In this case UTF-8 should be used. UTF-8 ("Modified UTF-8") encoding is
an internal encoding of Zend_Search_Lucene.
But manual query construction (through API) should be used instead of
parsing query from a string:
$query = new Zend_Search_Lucene_Search_Query_MultiTerm();
/* required term */
$query->addTerm(new Zend_Search_Lucene_Index_Term('word1'), true);
/* searched, but not required term */
/* prohibited term */
$query->addTerm(new Zend_Search_Lucene_Index_Term('für'), false);
$hits = $index->find($query);
Other way is to upgrade query parser
(Zend_Search_Lucene_Search_QueryTokenizer class) to support UTF-8.
Derick Rethans wrote:
>>In this case UTF-8 should be used. UTF-8 ("Modified UTF-8") encoding is an
>>internal encoding of Zend_Search_Lucene.
> Just wondering... what are the differences between UTF-8 and "Modified
> UTF-8" ?
a) 0x00 symbol representation.
UTF-8 encodes U+0000 as 0x00
Modified UTF-8 encodes U+0000 as 0xC0 0x80(11000000 10000000)

● **EXERCISE 1**
Answer these questions from the Zend_Search_Lucene encoding thread:
(a) What encoding does the thread name as the internal encoding of Zend_Search_Lucene?
(b) Which class would have to be upgraded for the query parser to support UTF-8?
(c) How does Modified UTF-8 encode U+0000?
● **EXERCISE 2**
Resume the Zend_Search_Lucene encoding thread after its last line.
The items that come next have no connection to the Zend_Search_Lucene encoding thread.

Recorded data:
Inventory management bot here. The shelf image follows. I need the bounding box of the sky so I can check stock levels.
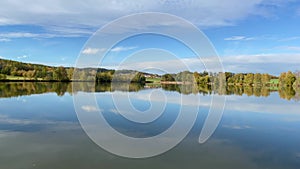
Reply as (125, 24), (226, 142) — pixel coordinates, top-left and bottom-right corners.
(0, 0), (300, 75)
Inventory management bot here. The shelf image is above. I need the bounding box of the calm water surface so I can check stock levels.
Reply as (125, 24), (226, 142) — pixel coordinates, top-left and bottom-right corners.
(0, 83), (300, 169)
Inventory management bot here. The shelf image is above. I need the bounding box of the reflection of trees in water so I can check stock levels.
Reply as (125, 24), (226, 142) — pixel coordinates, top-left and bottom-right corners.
(0, 82), (300, 101)
(278, 87), (296, 100)
(0, 82), (70, 97)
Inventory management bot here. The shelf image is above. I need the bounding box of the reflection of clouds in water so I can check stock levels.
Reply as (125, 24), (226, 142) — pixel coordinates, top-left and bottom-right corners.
(81, 105), (100, 112)
(96, 89), (300, 114)
(222, 124), (253, 130)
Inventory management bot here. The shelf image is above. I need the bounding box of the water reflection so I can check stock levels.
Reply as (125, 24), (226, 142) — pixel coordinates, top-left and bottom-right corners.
(0, 82), (300, 101)
(0, 82), (300, 169)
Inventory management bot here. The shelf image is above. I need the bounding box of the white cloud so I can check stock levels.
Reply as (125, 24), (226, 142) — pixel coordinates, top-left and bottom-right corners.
(0, 37), (11, 42)
(110, 46), (137, 52)
(0, 0), (285, 36)
(224, 36), (255, 41)
(281, 46), (300, 51)
(222, 54), (300, 64)
(279, 36), (300, 42)
(82, 48), (105, 55)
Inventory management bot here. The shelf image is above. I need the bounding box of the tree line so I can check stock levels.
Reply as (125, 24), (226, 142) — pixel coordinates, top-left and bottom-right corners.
(161, 71), (300, 88)
(0, 59), (146, 83)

● **OUTPUT 1**
(a) UTF-8 ("Modified UTF-8").
(b) Zend_Search_Lucene_Search_QueryTokenizer.
(c) As 0xC0 0x80 (11000000 10000000).

● **OUTPUT 2**
b) Supplementary characters (characters whose code points are greater
than 0xFFFF) encoding.
UTF-8 uses four bytes for such characters.
Modified UTF-8 represents these characters as a pair of char (16-bit)
values, the first from the high-surrogates range (0xD800-0xDBFF), the
second from the low-surrogates range (0xDC00-0xDFFF). Then they are
encoded as usual UTF-8 characters in six bytes.
Zend_Search_Lucene automatically translates U+0000 (to be binary
compatible with Java Lucene), but supports only Basic Multilingual Plane
(doesn't support supplementary characters).
Support of supplementary characters is not very useful, but slows down
string read/write operations.